Saved entries:

################

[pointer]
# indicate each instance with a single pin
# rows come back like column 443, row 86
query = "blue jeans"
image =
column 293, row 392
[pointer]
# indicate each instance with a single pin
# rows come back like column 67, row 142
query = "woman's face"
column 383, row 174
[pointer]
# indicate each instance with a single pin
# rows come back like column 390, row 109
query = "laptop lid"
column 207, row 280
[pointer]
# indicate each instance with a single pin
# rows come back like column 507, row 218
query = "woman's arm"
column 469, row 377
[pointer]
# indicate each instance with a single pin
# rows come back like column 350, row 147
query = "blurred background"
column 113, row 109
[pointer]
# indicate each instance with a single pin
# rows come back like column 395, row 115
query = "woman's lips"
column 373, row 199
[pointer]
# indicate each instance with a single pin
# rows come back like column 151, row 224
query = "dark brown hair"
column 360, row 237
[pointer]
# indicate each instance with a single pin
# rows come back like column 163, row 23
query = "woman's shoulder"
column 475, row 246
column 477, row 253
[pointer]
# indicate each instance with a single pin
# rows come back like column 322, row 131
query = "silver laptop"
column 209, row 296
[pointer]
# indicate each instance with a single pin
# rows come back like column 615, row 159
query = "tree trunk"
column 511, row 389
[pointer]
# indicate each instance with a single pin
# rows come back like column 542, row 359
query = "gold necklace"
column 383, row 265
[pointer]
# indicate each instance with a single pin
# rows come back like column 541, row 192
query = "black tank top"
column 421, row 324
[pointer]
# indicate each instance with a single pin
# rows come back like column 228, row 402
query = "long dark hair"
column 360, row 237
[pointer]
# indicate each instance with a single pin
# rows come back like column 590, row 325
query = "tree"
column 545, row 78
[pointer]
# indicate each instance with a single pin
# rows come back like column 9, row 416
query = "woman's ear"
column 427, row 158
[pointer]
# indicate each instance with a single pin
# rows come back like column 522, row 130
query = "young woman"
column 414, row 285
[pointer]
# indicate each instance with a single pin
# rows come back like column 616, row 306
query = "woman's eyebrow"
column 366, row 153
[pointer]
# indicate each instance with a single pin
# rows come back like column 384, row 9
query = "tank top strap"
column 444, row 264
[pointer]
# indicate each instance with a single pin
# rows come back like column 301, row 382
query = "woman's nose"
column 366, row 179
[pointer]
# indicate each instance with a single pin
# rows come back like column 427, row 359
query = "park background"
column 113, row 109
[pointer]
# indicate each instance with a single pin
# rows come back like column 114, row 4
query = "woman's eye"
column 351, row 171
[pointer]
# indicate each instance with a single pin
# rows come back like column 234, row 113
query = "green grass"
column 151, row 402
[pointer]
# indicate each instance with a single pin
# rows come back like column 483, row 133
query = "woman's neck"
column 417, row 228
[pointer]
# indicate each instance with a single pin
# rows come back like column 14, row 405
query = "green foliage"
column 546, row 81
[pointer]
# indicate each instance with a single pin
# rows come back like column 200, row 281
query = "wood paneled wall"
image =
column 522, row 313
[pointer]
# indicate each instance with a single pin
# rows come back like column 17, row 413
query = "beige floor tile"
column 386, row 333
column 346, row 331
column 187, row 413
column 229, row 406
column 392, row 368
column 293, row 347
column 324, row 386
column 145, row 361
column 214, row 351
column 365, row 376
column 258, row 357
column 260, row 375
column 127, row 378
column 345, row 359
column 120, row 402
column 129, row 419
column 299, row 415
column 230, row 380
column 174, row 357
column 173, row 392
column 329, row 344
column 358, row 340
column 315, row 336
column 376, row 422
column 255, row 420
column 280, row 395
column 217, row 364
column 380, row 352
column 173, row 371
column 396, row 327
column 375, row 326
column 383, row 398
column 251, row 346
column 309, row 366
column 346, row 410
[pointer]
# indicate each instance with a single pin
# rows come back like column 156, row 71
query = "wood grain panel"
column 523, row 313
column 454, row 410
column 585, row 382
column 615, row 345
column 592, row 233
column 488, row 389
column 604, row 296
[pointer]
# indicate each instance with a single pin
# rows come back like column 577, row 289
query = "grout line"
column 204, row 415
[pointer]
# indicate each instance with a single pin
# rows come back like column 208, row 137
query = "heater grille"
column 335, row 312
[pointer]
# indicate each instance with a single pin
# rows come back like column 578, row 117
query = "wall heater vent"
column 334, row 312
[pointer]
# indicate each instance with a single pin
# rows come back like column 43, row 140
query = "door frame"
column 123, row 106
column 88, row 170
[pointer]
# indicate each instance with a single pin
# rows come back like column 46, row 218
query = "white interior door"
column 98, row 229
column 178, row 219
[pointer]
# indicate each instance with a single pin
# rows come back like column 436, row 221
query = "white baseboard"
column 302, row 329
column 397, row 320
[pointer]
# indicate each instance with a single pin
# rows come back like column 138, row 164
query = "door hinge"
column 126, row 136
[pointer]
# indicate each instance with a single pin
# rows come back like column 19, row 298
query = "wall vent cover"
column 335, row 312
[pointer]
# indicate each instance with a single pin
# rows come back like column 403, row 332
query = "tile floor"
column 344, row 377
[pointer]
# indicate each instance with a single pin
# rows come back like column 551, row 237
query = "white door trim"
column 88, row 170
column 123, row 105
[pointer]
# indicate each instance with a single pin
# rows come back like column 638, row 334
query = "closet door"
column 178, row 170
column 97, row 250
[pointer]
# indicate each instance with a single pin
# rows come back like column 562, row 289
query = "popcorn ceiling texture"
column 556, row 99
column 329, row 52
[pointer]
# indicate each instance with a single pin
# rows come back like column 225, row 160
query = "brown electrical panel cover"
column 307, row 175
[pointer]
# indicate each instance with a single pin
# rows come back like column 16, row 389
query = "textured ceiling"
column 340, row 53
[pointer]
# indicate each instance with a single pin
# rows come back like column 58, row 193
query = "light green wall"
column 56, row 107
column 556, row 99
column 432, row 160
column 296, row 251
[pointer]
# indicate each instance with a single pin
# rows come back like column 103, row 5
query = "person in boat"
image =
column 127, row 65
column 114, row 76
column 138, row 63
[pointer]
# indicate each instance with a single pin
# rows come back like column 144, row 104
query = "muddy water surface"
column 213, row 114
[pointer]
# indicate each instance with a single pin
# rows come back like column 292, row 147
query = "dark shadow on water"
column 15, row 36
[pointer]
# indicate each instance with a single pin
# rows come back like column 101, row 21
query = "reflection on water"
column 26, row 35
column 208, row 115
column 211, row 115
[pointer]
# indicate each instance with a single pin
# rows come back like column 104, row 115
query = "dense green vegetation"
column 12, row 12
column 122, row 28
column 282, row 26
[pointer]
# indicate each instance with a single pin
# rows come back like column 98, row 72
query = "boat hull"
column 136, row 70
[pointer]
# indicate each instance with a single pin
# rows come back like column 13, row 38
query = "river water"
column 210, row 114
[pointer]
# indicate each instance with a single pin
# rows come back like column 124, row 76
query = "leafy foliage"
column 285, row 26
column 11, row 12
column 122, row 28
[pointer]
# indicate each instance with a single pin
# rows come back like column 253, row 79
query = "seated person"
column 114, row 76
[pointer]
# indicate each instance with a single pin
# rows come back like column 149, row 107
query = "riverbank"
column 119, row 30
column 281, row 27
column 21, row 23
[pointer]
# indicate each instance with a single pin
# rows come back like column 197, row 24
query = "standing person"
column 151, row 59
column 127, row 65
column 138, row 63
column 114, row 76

################

Please output every record, keeping each line exact.

[pointer]
# indicate each instance with a single pin
# rows come back like column 443, row 86
query = "blue jeans"
image =
column 293, row 392
[pointer]
# indicate each instance with a single pin
# rows come back like column 67, row 142
query = "woman's face"
column 383, row 174
[pointer]
# indicate each instance with a single pin
# rows come back like column 390, row 109
query = "laptop lid"
column 207, row 280
[pointer]
# indicate each instance with a single pin
# rows come back like column 507, row 218
query = "woman's arm"
column 469, row 377
[pointer]
# indicate each instance with a single pin
# rows come back like column 350, row 147
query = "blurred background"
column 113, row 109
[pointer]
# indicate each instance with a single pin
# rows come back like column 395, row 115
query = "woman's lips"
column 373, row 199
[pointer]
# indicate each instance with a single pin
# rows come back like column 151, row 224
query = "dark brown hair"
column 360, row 237
[pointer]
# indicate each instance with a single pin
# rows come back like column 163, row 23
query = "woman's shoulder"
column 475, row 246
column 477, row 253
[pointer]
# indicate each instance with a single pin
# rows come back like column 322, row 131
query = "silver laptop"
column 209, row 296
[pointer]
# indicate each instance with a single pin
# rows come back like column 615, row 159
query = "tree trunk"
column 511, row 389
[pointer]
# indicate each instance with a single pin
# rows come back like column 542, row 359
query = "gold necklace"
column 383, row 265
[pointer]
# indicate each instance with a single pin
# rows come back like column 541, row 192
query = "black tank top"
column 421, row 324
[pointer]
# indicate each instance with a single pin
# rows come back like column 228, row 402
query = "long dark hair"
column 360, row 237
[pointer]
# indicate each instance with a single pin
# rows come back like column 590, row 325
query = "tree"
column 545, row 78
[pointer]
# indicate each instance with a single pin
# rows come back like column 9, row 416
query = "woman's ear"
column 427, row 158
[pointer]
# indicate each instance with a single pin
# rows come back like column 522, row 130
query = "young woman"
column 414, row 285
[pointer]
# indicate each instance with a single pin
# rows come back like column 616, row 306
query = "woman's eyebrow"
column 366, row 153
[pointer]
# indicate each instance with a single pin
# rows come back like column 384, row 9
query = "tank top strap"
column 444, row 264
[pointer]
# indicate each instance with a single pin
# rows come back like column 301, row 382
query = "woman's nose"
column 366, row 179
[pointer]
# indicate each instance with a single pin
# rows come back like column 427, row 359
query = "park background"
column 113, row 109
[pointer]
# indicate each instance with a single pin
# rows come back like column 114, row 4
query = "woman's eye"
column 351, row 171
[pointer]
# indicate each instance with a single pin
# rows come back like column 234, row 113
query = "green grass"
column 151, row 402
[pointer]
# indicate each instance with a single pin
# rows come back like column 483, row 133
query = "woman's neck"
column 417, row 228
[pointer]
# indicate each instance with a single pin
# rows come back like column 14, row 405
query = "green foliage"
column 546, row 81
[pointer]
# indicate each instance with a single pin
# rows come back like column 200, row 281
query = "wood paneled wall"
image =
column 522, row 313
[pointer]
# indicate each instance with a single pin
# rows come back like column 17, row 413
query = "beige floor tile"
column 386, row 333
column 346, row 331
column 187, row 413
column 229, row 406
column 392, row 368
column 293, row 347
column 324, row 386
column 145, row 361
column 214, row 351
column 365, row 376
column 258, row 357
column 260, row 375
column 127, row 378
column 345, row 359
column 120, row 402
column 129, row 419
column 299, row 415
column 230, row 380
column 174, row 357
column 173, row 392
column 329, row 344
column 358, row 340
column 315, row 336
column 376, row 422
column 255, row 420
column 280, row 395
column 217, row 364
column 380, row 352
column 173, row 371
column 396, row 327
column 375, row 326
column 383, row 398
column 251, row 346
column 309, row 366
column 346, row 410
[pointer]
# indicate each instance with a single pin
# rows come back like column 156, row 71
query = "wood grain panel"
column 523, row 313
column 454, row 410
column 585, row 382
column 615, row 345
column 592, row 233
column 488, row 389
column 604, row 296
[pointer]
# indicate each instance with a single pin
# rows come back like column 577, row 289
query = "grout line"
column 204, row 415
[pointer]
# indicate each instance with a single pin
# rows come back like column 208, row 137
query = "heater grille"
column 335, row 312
[pointer]
# indicate each instance with a single pin
# rows come back like column 578, row 117
query = "wall heater vent"
column 334, row 312
[pointer]
# indicate each instance with a single pin
# rows come back like column 43, row 140
query = "door frame"
column 123, row 106
column 88, row 170
[pointer]
# indicate each instance with a single pin
# rows come back like column 46, row 218
query = "white interior door"
column 98, row 229
column 178, row 219
[pointer]
# indicate each instance with a single pin
# rows come back like column 436, row 221
query = "white baseboard"
column 302, row 329
column 397, row 320
[pointer]
# indicate each instance with a single pin
# rows come back like column 138, row 164
query = "door hinge"
column 126, row 136
[pointer]
# indicate each instance with a single pin
# rows come back like column 19, row 298
query = "wall vent cover"
column 335, row 312
[pointer]
# indicate each instance with a single pin
# rows come back like column 403, row 332
query = "tile floor"
column 344, row 377
[pointer]
# indicate each instance with a single pin
# rows come back like column 551, row 237
query = "white door trim"
column 88, row 170
column 123, row 105
[pointer]
# indicate each instance with a single pin
# rows come back like column 638, row 334
query = "closet door"
column 178, row 170
column 97, row 250
[pointer]
# indicate each instance with a single pin
# rows come back like column 562, row 289
query = "popcorn ceiling texture"
column 556, row 99
column 329, row 52
[pointer]
# indicate each instance with a single pin
# rows come back like column 225, row 160
query = "brown electrical panel cover"
column 307, row 175
[pointer]
# indicate each instance with a single pin
# rows come back like column 16, row 389
query = "textured ceiling"
column 340, row 53
[pointer]
# indicate each instance with a single pin
# rows come back like column 58, row 193
query = "light green wall"
column 56, row 107
column 556, row 99
column 432, row 160
column 296, row 251
[pointer]
# indicate each instance with a single pin
# rows come back like column 103, row 5
query = "person in boat"
image =
column 127, row 65
column 114, row 76
column 138, row 63
[pointer]
# indicate each instance with a single pin
# rows come back like column 144, row 104
query = "muddy water surface"
column 213, row 114
[pointer]
# indicate each instance with a single pin
# rows come back like column 292, row 147
query = "dark shadow on water"
column 15, row 36
[pointer]
# indicate each instance with a single pin
# rows come back like column 101, row 21
query = "reflection on water"
column 26, row 35
column 208, row 115
column 211, row 115
[pointer]
# indicate each instance with a single pin
# rows come back like column 104, row 115
query = "dense green vegetation"
column 12, row 12
column 122, row 28
column 282, row 26
[pointer]
# indicate each instance with a single pin
# rows come back like column 98, row 72
query = "boat hull"
column 136, row 70
[pointer]
# indicate each instance with a single pin
# rows come back like column 13, row 38
query = "river water"
column 210, row 114
[pointer]
# indicate each instance with a single pin
# rows come back like column 124, row 76
query = "leafy foliage"
column 285, row 26
column 11, row 12
column 122, row 28
[pointer]
# indicate each instance with a single pin
# rows come back like column 253, row 79
query = "seated person"
column 114, row 76
[pointer]
# indicate each instance with a single pin
# rows come back like column 149, row 107
query = "riverbank"
column 119, row 30
column 281, row 27
column 21, row 23
[pointer]
# indicate each instance with a single pin
# rows come back like column 197, row 24
query = "standing person"
column 151, row 59
column 127, row 65
column 138, row 63
column 114, row 76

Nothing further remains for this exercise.